Entries from an annotation dataset
"""
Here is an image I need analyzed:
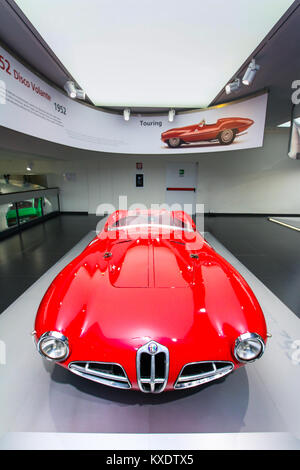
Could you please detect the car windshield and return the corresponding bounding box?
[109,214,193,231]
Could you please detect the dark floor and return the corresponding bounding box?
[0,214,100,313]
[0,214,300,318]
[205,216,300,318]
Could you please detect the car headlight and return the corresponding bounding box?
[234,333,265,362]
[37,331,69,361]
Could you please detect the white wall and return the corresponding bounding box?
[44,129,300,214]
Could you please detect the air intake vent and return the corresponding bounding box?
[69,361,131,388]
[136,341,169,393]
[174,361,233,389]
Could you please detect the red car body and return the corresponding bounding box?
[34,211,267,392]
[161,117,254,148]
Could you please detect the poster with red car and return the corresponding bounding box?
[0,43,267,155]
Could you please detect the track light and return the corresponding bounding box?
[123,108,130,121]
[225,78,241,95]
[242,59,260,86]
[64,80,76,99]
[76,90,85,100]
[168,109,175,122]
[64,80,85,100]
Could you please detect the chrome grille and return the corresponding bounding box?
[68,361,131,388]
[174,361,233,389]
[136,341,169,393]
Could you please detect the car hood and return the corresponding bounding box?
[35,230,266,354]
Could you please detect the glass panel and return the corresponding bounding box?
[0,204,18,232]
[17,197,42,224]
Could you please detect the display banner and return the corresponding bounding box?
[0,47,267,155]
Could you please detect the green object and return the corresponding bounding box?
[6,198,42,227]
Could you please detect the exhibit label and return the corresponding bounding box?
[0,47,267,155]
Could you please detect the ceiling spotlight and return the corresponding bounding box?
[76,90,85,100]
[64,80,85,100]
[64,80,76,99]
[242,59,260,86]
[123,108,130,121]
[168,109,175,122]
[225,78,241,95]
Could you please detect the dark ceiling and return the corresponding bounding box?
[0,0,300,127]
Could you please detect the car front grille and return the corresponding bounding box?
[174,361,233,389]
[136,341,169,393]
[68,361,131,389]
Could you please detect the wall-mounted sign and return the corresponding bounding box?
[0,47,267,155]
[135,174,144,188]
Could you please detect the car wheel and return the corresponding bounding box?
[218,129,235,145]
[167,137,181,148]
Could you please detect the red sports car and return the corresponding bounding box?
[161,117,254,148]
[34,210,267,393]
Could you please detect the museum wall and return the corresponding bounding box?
"""
■ **GOAL OF THE EXERCISE**:
Count the lines of the entries that contain the word "grille", and give only the number.

■ **WRITTEN REPLY**:
2